* [Soal yang Diajukan 1]
Ketik ulang bagian artikel tentang revitalisasi hukum adat di bawah ini, mulai dari "Penumpukan ini  jika" dan terus sampai "tentang  lembaga adat.".

* [Teks Dokumen]

..........

REVITALISASI HUKUM ADAT


>>>Baca Juga Cerita Unik
Revitalisasi Hukum Adat
Fadjri, SH ( Kepala Divisi Monitoring & Investigasi AJMI )

Penegakan hukum di Indonesia khususnya di Aceh, dapat dikatakan belum bersperpektif keadilan bagi masyarakat. Hal ini dapat dilihat dalam proses persidangan di lembaga pengadilan, dimana setiap harinya hanya perkara-perkara tindak pidana ringan atau biasa yang hanya di sidangkan, sementara untuk kasus besar yang merugikan dan berdampak terhadap Negara justru tidak sampai pengadilan. Hal lainya adalah asas peradilan cepat, sederhana, dan biaya murah sama sekali tidak berjalan dalam penegakan hukum dalam lembaga peradilan. Dapat dikatakan sepanjang tahun 2008 s/d 2009, penanganan kasus dalam semua tingkatan pemeriksaan juga mengalami penumpukan kasus, mulai dari institusi kepolisian, kejaksaan, pengadilan, dan mahkamah syariah (pengadilan khusus untuk Aceh).
Penumpukan ini  jika di analisis lebih jauh, justru disebabkan oleh jumlah kasus yang juga terus meningkat dari tahun ketahun, serta penanganan yang tidak maksimal di semua tingkatan pemeriksaan. Semestinya hal-hal semacam penumpukan kasus ini tidak mesti terjadi dalam lembaga-lembaga peradilan, jika perkaraperkara tindak pidana ringan dalam hal penyelesaianya di serahkan kepada mekanisme adat yang berlaku dalam masyarakat, sebagai mana yang di atur dalam beberapa qanun di Aceh, seperti qanun nomor 9 tahun 2008, tentang pembinaan kehidupan adat dan adat istiadat, qanun Nomor 5 tahun 2003, tentang pemerintahan gampong, dan qanun Nomor 3 tahun 2004, tentang pembentukan, susunan organisasi, dan tata kerja Majelis Adat Aceh (MAA), serta qanun Nomor 10 tahun 2008, tentang  lembaga adat.

..........

* [Soal yang Diajukan 2]
Sebutkan berapa baris dalam daftar di bawah yang memuat kata "face", dengan membedakan huruf besar dan kecil. Jawab hanya dengan angkanya.

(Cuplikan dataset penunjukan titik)
..........

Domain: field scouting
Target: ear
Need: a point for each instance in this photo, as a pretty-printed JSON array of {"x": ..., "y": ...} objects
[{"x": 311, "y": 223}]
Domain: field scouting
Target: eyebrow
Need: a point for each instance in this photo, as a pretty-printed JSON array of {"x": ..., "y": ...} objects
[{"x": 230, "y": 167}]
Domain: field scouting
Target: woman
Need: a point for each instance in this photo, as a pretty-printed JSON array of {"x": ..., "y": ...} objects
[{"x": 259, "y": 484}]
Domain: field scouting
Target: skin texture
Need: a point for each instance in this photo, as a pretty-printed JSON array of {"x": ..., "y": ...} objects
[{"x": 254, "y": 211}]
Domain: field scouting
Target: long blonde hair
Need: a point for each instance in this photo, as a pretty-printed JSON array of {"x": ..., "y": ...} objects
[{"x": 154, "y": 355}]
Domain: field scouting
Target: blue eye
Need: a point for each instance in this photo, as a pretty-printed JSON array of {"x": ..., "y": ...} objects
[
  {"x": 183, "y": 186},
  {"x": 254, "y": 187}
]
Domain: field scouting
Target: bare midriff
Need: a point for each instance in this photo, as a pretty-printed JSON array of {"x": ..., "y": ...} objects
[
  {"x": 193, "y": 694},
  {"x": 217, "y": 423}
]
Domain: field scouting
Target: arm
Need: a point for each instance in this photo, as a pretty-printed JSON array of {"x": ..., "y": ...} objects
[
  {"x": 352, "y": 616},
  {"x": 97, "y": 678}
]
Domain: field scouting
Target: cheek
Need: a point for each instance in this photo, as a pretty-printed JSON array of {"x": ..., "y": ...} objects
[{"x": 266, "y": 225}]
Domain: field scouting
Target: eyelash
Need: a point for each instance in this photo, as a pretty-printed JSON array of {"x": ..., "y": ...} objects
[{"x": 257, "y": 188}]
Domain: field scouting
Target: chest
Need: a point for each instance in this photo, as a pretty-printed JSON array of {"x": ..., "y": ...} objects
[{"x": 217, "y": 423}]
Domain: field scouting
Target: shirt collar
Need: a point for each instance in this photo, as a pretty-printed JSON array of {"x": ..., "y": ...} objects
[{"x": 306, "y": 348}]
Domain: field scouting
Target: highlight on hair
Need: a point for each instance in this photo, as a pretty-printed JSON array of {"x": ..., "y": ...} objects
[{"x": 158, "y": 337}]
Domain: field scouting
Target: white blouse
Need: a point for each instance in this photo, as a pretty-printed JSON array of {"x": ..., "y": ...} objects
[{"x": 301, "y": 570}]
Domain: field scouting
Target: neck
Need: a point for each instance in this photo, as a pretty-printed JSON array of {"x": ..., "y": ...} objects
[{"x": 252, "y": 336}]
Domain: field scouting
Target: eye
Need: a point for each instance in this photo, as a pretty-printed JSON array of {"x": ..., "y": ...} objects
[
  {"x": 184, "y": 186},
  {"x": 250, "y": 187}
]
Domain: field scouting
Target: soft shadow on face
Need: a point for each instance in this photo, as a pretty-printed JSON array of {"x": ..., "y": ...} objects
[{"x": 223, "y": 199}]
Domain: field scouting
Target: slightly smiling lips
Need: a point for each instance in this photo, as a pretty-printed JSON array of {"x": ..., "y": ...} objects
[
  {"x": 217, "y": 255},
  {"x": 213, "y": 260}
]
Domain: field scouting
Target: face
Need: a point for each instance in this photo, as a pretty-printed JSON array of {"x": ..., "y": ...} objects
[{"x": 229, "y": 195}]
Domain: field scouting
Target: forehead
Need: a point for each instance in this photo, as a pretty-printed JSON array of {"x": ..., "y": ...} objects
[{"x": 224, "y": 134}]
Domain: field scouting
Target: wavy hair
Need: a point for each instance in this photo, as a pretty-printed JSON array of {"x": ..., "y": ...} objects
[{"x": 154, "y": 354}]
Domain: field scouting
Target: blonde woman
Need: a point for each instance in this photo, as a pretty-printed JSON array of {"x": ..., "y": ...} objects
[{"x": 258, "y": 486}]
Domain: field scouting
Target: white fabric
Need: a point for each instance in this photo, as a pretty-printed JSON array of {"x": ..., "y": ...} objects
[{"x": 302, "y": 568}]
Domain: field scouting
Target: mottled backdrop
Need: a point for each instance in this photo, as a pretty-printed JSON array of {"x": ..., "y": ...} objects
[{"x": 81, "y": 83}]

..........

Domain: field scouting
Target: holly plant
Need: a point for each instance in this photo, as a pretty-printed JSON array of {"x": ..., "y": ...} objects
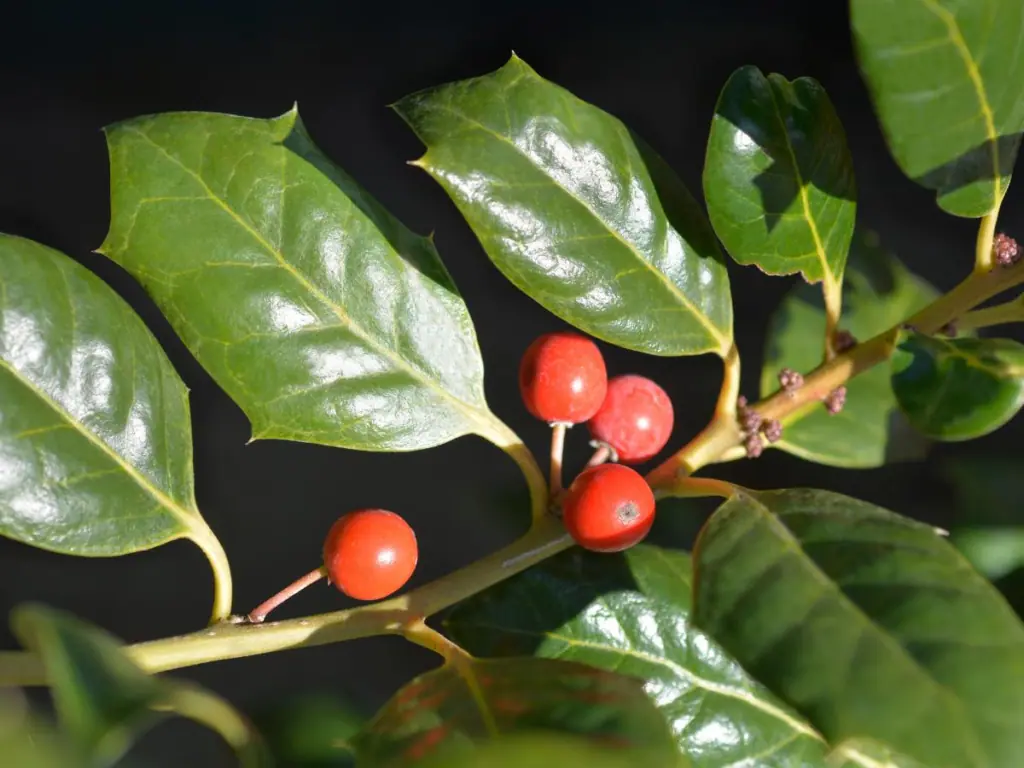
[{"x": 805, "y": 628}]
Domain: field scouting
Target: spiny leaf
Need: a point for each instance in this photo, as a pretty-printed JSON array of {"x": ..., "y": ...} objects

..........

* [Hasil Akhir 1]
Penumpukan ini  jika di analisis lebih jauh, justru disebabkan oleh jumlah kasus yang juga terus meningkat dari tahun ketahun, serta penanganan yang tidak maksimal di semua tingkatan pemeriksaan. Semestinya hal-hal semacam penumpukan kasus ini tidak mesti terjadi dalam lembaga-lembaga peradilan, jika perkaraperkara tindak pidana ringan dalam hal penyelesaianya di serahkan kepada mekanisme adat yang berlaku dalam masyarakat, sebagai mana yang di atur dalam beberapa qanun di Aceh, seperti qanun nomor 9 tahun 2008, tentang pembinaan kehidupan adat dan adat istiadat, qanun Nomor 5 tahun 2003, tentang pemerintahan gampong, dan qanun Nomor 3 tahun 2004, tentang pembentukan, susunan organisasi, dan tata kerja Majelis Adat Aceh (MAA), serta qanun Nomor 10 tahun 2008, tentang  lembaga adat.

* [Hasil Akhir 2]
2